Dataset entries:
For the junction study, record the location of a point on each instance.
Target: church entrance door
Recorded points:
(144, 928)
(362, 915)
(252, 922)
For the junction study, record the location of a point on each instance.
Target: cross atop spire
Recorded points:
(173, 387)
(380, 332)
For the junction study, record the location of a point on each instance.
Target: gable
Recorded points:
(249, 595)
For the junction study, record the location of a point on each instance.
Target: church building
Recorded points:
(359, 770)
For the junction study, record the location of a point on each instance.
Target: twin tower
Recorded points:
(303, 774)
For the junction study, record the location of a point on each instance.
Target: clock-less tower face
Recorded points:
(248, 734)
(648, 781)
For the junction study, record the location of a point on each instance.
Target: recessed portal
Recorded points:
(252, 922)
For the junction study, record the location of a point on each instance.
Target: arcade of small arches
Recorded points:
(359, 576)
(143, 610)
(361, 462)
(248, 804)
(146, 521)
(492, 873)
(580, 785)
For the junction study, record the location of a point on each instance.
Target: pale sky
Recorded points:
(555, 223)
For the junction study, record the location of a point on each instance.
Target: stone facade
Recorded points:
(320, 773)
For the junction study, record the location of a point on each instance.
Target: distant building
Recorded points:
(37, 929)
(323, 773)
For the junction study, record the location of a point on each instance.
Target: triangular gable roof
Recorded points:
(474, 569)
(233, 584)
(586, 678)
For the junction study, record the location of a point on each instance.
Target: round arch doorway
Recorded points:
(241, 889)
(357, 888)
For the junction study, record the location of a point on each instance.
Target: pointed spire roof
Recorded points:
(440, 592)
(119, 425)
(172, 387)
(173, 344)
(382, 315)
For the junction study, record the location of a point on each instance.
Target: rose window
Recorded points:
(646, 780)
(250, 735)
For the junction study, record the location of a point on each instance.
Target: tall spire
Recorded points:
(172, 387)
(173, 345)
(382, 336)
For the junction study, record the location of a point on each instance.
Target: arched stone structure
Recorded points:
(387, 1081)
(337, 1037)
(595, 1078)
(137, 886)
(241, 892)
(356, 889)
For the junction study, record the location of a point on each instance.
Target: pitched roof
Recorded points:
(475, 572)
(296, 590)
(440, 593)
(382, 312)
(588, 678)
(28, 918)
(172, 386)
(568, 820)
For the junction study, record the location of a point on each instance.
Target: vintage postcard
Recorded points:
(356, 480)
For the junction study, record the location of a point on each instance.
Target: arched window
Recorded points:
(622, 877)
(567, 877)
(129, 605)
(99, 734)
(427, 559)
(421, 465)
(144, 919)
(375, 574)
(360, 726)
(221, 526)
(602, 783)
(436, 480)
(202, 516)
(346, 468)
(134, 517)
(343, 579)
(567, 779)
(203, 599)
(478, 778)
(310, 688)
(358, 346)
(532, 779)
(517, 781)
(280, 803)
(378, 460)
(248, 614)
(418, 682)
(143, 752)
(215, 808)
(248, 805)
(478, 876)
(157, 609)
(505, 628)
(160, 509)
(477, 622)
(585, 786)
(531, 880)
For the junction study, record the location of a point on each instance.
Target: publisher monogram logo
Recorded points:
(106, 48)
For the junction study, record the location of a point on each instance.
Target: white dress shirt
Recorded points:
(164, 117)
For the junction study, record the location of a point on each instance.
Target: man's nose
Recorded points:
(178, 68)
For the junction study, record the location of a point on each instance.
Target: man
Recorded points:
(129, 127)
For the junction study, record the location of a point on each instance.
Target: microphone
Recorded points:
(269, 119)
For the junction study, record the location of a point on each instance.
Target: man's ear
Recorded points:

| Task prompt |
Beginning with the opening line above, retype the records exactly through the line with "Target: gable", both ends included.

| Exercise result |
For the junction study, record the location of a point on each instance.
Target: church entrance door
Recorded points:
(144, 928)
(362, 915)
(252, 922)
For the junction study, record the location of a point on each instance.
Target: cross atop spire
Recorded points:
(173, 387)
(380, 332)
For the junction study, record the location of a point on each instance.
Target: gable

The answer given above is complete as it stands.